Work instructions ::
Please extract every one of the entries below verbatim, line for line.
+ + + + + + +
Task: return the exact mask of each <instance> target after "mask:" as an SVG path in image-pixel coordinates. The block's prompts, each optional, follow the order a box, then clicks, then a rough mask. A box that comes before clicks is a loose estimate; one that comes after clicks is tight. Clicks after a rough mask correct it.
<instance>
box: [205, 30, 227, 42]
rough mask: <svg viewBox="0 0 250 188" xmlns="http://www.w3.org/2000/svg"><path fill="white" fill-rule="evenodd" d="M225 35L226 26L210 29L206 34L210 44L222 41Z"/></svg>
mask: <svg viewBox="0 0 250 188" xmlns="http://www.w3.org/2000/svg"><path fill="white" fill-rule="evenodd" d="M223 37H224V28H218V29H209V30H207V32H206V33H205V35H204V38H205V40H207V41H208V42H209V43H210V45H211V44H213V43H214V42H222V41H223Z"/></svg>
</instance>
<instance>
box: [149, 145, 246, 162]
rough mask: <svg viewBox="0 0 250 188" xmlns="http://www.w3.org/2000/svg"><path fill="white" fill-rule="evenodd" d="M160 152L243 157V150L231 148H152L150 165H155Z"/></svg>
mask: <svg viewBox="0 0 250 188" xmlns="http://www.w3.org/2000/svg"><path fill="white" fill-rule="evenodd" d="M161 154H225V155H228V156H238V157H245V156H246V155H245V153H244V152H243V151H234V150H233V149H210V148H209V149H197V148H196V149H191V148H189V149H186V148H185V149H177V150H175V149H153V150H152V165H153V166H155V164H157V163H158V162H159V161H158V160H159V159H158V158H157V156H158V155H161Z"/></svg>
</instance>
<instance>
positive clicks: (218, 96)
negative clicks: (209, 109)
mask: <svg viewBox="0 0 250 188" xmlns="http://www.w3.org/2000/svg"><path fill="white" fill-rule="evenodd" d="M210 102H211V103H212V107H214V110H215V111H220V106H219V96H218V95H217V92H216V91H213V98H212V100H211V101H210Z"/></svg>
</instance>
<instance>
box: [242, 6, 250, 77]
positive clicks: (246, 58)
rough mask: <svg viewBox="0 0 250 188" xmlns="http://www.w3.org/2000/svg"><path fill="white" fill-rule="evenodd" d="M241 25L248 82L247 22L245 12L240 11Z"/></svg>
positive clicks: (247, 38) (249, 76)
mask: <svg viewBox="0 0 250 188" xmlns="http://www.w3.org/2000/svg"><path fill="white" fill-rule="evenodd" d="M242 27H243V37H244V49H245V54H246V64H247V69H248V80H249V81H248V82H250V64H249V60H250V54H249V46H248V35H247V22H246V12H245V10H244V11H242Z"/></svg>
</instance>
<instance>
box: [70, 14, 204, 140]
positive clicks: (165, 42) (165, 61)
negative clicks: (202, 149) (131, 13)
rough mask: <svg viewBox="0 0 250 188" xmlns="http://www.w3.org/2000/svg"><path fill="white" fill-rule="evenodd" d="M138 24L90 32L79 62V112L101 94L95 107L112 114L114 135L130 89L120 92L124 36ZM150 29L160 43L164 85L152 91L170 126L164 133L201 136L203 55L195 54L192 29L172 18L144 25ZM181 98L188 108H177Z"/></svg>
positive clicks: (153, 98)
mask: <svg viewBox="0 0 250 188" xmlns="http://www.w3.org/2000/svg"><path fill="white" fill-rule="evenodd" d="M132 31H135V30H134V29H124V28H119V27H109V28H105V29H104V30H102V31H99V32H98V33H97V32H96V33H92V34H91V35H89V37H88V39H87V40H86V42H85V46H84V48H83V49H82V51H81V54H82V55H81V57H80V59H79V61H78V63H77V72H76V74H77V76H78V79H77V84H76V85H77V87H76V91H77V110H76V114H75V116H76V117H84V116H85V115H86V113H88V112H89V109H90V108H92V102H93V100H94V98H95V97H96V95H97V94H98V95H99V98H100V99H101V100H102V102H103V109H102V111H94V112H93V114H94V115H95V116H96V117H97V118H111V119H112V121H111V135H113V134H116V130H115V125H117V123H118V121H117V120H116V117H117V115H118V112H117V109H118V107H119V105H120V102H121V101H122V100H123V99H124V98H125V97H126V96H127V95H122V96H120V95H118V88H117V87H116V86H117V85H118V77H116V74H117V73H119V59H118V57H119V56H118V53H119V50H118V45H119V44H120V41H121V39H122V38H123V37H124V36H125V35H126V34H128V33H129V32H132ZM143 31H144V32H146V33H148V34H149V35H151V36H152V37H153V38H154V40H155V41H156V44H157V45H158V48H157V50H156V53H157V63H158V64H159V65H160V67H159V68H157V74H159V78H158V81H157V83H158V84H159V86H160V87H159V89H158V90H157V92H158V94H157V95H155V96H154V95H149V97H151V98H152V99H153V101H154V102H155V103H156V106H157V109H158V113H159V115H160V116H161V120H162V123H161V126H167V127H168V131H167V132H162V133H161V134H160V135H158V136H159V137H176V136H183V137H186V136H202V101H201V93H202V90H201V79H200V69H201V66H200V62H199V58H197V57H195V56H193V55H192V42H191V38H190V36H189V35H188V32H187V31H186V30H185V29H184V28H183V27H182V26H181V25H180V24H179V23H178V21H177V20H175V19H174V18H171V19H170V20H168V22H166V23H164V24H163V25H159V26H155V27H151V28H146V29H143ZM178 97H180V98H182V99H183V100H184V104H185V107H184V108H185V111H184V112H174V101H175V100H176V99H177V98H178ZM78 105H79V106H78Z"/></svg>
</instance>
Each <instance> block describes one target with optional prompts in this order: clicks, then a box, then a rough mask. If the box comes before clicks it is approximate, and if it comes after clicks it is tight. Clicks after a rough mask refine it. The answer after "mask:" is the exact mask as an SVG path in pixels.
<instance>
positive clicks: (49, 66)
+ + + + + + +
Your response ::
Task: return the exact mask of each <instance> target after "mask:" as an SVG path in image-pixel coordinates. The block's prompts, each optional, follow the order a box, then clicks, then a rough mask. A box that comes before clicks is a loose estimate; one that comes after clicks is tight. Clicks after a rough mask correct it.
<instance>
box: [205, 30, 227, 42]
rough mask: <svg viewBox="0 0 250 188" xmlns="http://www.w3.org/2000/svg"><path fill="white" fill-rule="evenodd" d="M225 35L226 26L210 29L206 34L210 44L222 41Z"/></svg>
mask: <svg viewBox="0 0 250 188" xmlns="http://www.w3.org/2000/svg"><path fill="white" fill-rule="evenodd" d="M223 37H224V28H218V29H209V30H207V32H206V33H205V35H204V38H205V40H207V41H208V42H209V43H210V45H211V44H213V43H214V42H222V41H223Z"/></svg>
</instance>
<instance>
box: [149, 145, 246, 162]
rough mask: <svg viewBox="0 0 250 188" xmlns="http://www.w3.org/2000/svg"><path fill="white" fill-rule="evenodd" d="M160 152L243 157V150L231 148H152L150 165H155Z"/></svg>
mask: <svg viewBox="0 0 250 188" xmlns="http://www.w3.org/2000/svg"><path fill="white" fill-rule="evenodd" d="M161 154H225V155H228V156H238V157H245V156H246V155H245V153H244V152H243V151H234V150H233V149H210V148H209V149H197V148H196V149H191V148H189V149H186V148H185V149H177V150H175V149H153V150H152V165H153V166H155V164H157V163H158V162H159V161H158V160H159V159H158V158H157V156H158V155H161Z"/></svg>
</instance>
<instance>
positive clicks: (218, 96)
negative clicks: (209, 109)
mask: <svg viewBox="0 0 250 188" xmlns="http://www.w3.org/2000/svg"><path fill="white" fill-rule="evenodd" d="M210 102H211V103H212V107H214V110H215V111H220V106H219V96H218V95H217V92H216V91H213V98H212V100H211V101H210Z"/></svg>
</instance>
<instance>
box: [242, 6, 250, 77]
positive clicks: (246, 58)
rough mask: <svg viewBox="0 0 250 188" xmlns="http://www.w3.org/2000/svg"><path fill="white" fill-rule="evenodd" d="M241 25L248 82L247 22L245 12L240 11Z"/></svg>
positive clicks: (247, 38) (249, 76)
mask: <svg viewBox="0 0 250 188" xmlns="http://www.w3.org/2000/svg"><path fill="white" fill-rule="evenodd" d="M242 27H243V37H244V49H245V54H246V64H247V69H248V80H249V81H248V82H250V64H249V60H250V54H249V46H248V35H247V22H246V12H245V10H244V11H242Z"/></svg>
</instance>
<instance>
box: [70, 14, 204, 140]
positive clicks: (165, 42) (165, 61)
negative clicks: (202, 149) (131, 13)
rough mask: <svg viewBox="0 0 250 188" xmlns="http://www.w3.org/2000/svg"><path fill="white" fill-rule="evenodd" d="M138 24L90 32L79 62V112L101 94L95 107L112 114L114 135L130 89L120 92L124 36ZM150 29L160 43L164 85L152 91L170 126L164 133L201 136L203 55L195 54L192 29L172 18L144 25ZM181 98L188 108H177Z"/></svg>
positive clicks: (153, 98)
mask: <svg viewBox="0 0 250 188" xmlns="http://www.w3.org/2000/svg"><path fill="white" fill-rule="evenodd" d="M132 31H135V30H134V29H124V28H119V27H109V28H105V29H104V30H102V31H99V32H98V33H97V32H96V33H92V34H91V35H89V37H88V39H87V40H86V42H85V46H84V48H83V49H82V51H81V54H82V55H81V57H80V59H79V61H78V63H77V72H76V74H77V76H78V79H77V84H76V85H77V87H76V91H77V110H76V114H75V116H76V117H84V116H85V115H86V113H88V112H89V109H90V108H92V102H93V100H94V98H95V97H96V95H97V94H98V95H99V98H100V99H101V100H102V102H103V109H102V111H94V112H93V114H94V115H95V116H96V117H97V118H111V119H112V121H111V135H113V134H116V130H115V125H117V123H118V121H117V120H116V117H117V115H118V112H117V109H118V107H119V105H120V102H121V101H122V100H123V99H124V98H125V97H126V96H127V95H122V96H120V95H118V88H117V87H116V86H117V85H118V77H116V74H117V73H119V59H118V57H119V56H118V53H119V50H118V45H119V44H120V41H121V39H122V38H123V37H124V36H125V35H126V34H128V33H129V32H132ZM143 31H144V32H146V33H148V34H149V35H151V36H152V37H153V38H154V40H155V41H156V44H157V45H158V48H157V50H156V53H157V63H158V64H159V65H160V67H159V68H157V74H159V78H158V81H157V83H158V84H159V86H160V87H159V89H158V90H157V92H158V94H157V95H155V96H154V95H149V97H151V98H152V99H153V101H154V102H155V103H156V106H157V109H158V113H159V115H160V116H161V120H162V123H161V126H167V127H168V131H167V132H162V133H161V134H160V135H158V136H159V137H176V136H183V137H186V136H202V101H201V93H202V90H201V79H200V69H201V66H200V62H199V58H197V57H195V56H193V55H192V42H191V38H190V36H189V35H188V32H187V31H186V30H185V29H184V28H183V27H182V26H181V25H180V24H179V23H178V21H177V20H175V19H174V18H171V19H170V20H168V22H166V23H164V24H163V25H159V26H155V27H151V28H146V29H143ZM178 97H180V98H182V99H183V100H184V104H185V107H184V108H185V111H184V112H174V101H175V100H176V99H177V98H178ZM78 105H79V106H78Z"/></svg>
</instance>
Each <instance> block describes one target with optional prompts in this order: clicks, then a box, then a rough mask. If the box comes before clicks it is approximate, and if it comes after clicks it is tight. Clicks after a rough mask refine it. The answer after "mask:" is the exact mask as an SVG path in pixels.
<instance>
positive clicks: (49, 66)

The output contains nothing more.